• Exercise aim
Using the article below about the 1944 B-25 crash at Wilson Elementary School, list everything that bordered the school property and the side on which each lay.

• Text provided
══════════

Terror from the sky: The day a plane crashed at a Phoenix elementary school

B-25 crash at Wilson Elementary School, 1944.
B-25 crash at Wilson Elementary School, 1944.

Almost 80 years later, Bill Baker can still recall the strange noise he heard on the playground at Phoenix’s Wilson Elementary School in 1944. “My best pal, Jim Piercy, also a sixth grader, was with me on the monkey bars,” he says. “We heard an engine sound that differed from the normal ones coming from Sky Harbor Airport.”

Baker kept a diary then and recalls later writing in it, “This was the most important day of my life because a large plane crashed at school.”

At the time, Wilson Elementary, with 1,600 students, was the largest rural elementary school in the nation. Located outside of Phoenix in the countryside, the school property was bordered on the south by the Salt River, on the north by the airport, on the west by 24th Street, and the east by a farm. “One year, the farmer grew sugar cane, and some of the older boys would hop over the low fence and cut pieces of cane to chew on,” Baker says.

Timeline: Key moments in Arizona history

Baker’s grandparents owned a home at 1805 E. Mojave St., about a mile west of the airport, and his parents rented a house nearby. “Most of their neighbors had chickens, cows, horses, and other farm animals,” he says. “Grandma had chickens and rabbits.”

Wilson Elementary had dismissed classes that Friday afternoon, according to Baker. “Normally, I would have taken a bus home by then, but I was waiting at school for my uncle to pick me up because I was going to spend the weekend with him.”

During World War II, the military used Sky Harbor Airport to train pilots, according to Baker. “We thought nothing of seeing them practice taking off and landing, so we were used to engine sounds. However, this noise was much different and also closer. I looked toward the sound and saw a large airplane coming from the north and in our direction, with the wings vertical and the engine roaring as the pilot tried to gain control.”

B-25 crash at Wilson Elementary School, 1944.
B-25 crash at Wilson Elementary School, 1944.

Baker recalls sprinting away for safety and hiding behind a large trash barrel. “It was obvious that the plane would crash,” he says. “As I ran, I looked over my shoulder and saw the bomber’s right wing cut through the roof of a classroom. Then the plane cartwheeled onto the playground where we were just playing.”

Then Baker saw his uncle, Buck Harris, running toward the crash. “I called out to him and was very glad to be safe. It was very scary. I found later that Jim was safe too. Uncle Buck took me home, and I did not spend the weekend with him.”

The following day in The Arizona Republic, the story read, “Death flirted with nearly 500 school children yesterday afternoon when a two-motor B-25 bomber, one of its engines dead, crashed in the teeming Wilson School yard …killing two of the three occupants of the plane. Miraculously, only one child was struck by a plane part, and she was released after a hospital examination.” The article noted that a plane wheel hit a power line, stopping the school’s clocks at 3:50 p.m.

══════════

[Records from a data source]
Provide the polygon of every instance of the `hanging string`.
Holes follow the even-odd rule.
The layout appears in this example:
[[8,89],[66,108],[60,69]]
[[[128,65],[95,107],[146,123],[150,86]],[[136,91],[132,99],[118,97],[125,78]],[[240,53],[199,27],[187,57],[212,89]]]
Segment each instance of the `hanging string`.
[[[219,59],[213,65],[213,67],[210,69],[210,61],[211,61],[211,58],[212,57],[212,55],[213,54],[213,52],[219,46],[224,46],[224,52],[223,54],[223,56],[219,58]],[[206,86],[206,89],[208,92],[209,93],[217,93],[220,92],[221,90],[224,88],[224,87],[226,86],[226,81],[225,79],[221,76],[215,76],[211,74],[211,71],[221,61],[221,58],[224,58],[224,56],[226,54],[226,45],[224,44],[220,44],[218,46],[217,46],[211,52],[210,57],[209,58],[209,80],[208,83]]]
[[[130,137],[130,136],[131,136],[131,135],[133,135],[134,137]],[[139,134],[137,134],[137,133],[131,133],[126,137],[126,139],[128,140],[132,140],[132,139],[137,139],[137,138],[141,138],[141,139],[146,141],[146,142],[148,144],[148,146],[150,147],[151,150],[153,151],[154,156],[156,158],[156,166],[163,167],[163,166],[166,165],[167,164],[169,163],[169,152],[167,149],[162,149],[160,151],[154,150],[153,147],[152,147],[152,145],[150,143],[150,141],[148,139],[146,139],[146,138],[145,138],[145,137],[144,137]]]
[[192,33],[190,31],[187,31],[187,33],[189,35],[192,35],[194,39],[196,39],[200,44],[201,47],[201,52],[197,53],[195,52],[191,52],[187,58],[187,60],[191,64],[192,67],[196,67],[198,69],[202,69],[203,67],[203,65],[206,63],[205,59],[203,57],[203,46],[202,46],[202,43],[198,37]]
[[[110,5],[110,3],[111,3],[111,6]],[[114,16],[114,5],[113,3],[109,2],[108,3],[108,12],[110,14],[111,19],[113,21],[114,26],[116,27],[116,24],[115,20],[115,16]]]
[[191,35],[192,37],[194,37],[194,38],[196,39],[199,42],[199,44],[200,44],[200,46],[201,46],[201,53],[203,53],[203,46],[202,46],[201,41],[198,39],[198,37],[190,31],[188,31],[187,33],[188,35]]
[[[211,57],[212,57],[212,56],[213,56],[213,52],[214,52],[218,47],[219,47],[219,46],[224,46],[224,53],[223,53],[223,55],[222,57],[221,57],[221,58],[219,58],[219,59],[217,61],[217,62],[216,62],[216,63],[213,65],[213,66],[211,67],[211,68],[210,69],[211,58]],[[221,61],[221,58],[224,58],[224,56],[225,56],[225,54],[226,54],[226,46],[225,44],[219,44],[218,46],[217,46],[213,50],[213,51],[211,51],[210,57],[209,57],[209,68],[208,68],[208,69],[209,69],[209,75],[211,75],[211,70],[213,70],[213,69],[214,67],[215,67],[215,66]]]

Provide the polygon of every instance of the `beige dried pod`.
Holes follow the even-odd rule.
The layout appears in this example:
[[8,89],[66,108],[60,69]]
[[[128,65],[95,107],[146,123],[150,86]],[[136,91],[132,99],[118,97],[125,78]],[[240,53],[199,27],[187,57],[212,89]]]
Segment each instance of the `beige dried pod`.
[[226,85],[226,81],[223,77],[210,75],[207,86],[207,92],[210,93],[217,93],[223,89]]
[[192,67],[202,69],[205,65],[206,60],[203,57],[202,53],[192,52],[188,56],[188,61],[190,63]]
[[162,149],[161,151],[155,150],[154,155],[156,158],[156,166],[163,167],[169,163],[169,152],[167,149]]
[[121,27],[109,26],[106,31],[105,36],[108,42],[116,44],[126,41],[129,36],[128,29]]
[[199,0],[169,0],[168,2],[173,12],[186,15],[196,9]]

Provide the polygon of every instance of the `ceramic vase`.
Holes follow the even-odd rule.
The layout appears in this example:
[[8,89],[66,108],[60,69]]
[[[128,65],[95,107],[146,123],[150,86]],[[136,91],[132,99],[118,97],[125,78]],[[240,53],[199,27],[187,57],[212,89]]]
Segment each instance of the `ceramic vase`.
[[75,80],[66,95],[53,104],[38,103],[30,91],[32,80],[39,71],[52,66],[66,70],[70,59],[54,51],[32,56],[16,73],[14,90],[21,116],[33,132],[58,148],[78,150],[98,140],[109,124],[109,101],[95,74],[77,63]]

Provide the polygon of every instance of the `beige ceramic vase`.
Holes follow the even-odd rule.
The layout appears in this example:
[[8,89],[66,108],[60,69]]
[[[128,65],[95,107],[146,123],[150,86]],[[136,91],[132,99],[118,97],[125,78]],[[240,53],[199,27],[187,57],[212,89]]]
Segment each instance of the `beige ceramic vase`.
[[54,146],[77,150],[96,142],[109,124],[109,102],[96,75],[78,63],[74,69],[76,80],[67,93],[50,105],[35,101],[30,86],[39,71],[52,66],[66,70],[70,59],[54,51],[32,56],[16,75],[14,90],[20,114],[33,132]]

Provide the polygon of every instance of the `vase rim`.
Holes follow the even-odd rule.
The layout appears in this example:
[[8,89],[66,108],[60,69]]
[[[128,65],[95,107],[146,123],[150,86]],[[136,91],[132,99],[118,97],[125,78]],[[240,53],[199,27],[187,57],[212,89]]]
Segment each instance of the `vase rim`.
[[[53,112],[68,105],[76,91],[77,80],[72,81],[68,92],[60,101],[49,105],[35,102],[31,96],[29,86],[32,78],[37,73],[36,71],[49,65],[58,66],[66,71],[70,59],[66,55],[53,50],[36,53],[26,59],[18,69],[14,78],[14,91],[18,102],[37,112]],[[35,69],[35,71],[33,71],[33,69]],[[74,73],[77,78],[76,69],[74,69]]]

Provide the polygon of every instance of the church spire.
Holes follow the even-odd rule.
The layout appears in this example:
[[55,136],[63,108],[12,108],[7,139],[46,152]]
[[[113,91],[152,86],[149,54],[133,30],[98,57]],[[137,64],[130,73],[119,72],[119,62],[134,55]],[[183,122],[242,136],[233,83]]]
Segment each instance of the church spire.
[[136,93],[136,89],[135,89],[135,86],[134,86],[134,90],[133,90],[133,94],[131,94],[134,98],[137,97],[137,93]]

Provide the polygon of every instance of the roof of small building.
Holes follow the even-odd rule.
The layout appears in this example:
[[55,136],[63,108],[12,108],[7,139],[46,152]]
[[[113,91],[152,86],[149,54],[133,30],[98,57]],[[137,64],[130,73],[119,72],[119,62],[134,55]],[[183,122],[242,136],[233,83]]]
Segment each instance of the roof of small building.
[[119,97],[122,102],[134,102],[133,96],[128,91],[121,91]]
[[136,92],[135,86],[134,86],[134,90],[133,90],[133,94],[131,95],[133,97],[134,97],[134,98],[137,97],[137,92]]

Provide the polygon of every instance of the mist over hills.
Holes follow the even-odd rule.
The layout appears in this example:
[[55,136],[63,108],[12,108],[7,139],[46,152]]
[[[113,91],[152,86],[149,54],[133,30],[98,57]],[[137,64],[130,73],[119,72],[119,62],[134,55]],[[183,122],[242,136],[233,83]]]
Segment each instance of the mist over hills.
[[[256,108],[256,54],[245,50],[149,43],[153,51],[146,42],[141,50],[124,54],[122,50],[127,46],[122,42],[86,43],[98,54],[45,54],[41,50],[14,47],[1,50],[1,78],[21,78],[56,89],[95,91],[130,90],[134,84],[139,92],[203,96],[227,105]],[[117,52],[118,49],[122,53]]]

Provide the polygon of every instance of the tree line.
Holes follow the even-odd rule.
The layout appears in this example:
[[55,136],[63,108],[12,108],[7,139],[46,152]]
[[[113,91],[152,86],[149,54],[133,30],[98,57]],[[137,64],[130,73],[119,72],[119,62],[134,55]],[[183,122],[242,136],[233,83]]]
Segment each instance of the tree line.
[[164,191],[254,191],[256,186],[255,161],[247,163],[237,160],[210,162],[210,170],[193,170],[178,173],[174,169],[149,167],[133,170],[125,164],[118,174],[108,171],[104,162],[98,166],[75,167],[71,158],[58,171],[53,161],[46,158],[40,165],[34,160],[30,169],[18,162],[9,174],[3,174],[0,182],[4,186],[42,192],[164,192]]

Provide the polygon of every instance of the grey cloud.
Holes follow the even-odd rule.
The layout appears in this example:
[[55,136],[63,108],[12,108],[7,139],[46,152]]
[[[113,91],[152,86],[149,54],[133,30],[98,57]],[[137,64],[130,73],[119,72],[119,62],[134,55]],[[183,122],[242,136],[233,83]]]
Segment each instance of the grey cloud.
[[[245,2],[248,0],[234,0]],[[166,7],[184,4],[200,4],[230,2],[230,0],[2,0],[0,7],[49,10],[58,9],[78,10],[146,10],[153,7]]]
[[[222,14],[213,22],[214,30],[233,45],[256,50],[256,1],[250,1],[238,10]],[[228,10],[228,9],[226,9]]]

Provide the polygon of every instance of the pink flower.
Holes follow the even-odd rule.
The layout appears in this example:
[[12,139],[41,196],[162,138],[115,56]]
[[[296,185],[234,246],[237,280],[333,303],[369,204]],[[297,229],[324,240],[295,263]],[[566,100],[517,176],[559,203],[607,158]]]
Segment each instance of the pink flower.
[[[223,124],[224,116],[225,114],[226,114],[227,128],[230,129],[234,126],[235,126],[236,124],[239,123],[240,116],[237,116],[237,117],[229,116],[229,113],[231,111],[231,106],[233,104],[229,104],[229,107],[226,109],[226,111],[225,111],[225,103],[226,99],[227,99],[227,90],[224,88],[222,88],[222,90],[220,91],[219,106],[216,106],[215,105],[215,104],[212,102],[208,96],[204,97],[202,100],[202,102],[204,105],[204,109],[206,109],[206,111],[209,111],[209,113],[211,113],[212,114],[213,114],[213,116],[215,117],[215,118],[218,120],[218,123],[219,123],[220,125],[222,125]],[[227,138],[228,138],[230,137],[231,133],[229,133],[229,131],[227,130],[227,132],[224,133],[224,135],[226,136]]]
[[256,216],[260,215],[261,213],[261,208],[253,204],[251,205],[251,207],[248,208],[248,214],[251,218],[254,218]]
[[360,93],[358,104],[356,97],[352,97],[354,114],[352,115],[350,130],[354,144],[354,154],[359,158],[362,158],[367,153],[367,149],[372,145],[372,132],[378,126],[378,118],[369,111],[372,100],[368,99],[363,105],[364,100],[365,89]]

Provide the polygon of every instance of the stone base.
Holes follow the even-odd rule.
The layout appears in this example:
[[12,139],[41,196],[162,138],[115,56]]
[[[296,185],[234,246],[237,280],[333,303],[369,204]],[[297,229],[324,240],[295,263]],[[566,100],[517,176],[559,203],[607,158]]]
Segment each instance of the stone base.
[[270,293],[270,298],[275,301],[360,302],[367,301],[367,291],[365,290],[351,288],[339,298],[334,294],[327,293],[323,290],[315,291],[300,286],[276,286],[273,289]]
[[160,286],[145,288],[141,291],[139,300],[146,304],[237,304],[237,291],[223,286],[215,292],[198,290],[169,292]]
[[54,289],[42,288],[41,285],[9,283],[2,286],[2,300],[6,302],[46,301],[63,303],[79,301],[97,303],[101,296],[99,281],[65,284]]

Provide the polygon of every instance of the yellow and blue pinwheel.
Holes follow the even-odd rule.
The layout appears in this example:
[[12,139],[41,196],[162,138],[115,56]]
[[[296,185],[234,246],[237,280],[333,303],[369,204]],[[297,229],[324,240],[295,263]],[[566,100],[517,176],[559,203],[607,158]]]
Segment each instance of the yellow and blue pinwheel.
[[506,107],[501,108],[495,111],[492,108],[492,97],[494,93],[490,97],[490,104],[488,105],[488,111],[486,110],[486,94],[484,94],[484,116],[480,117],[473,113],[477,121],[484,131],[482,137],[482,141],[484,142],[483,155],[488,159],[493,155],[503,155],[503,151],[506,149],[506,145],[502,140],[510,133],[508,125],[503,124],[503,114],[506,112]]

══════════

• Problem solution
- South: the Salt River
- North: the airport
- West: 24th Street
- East: a farm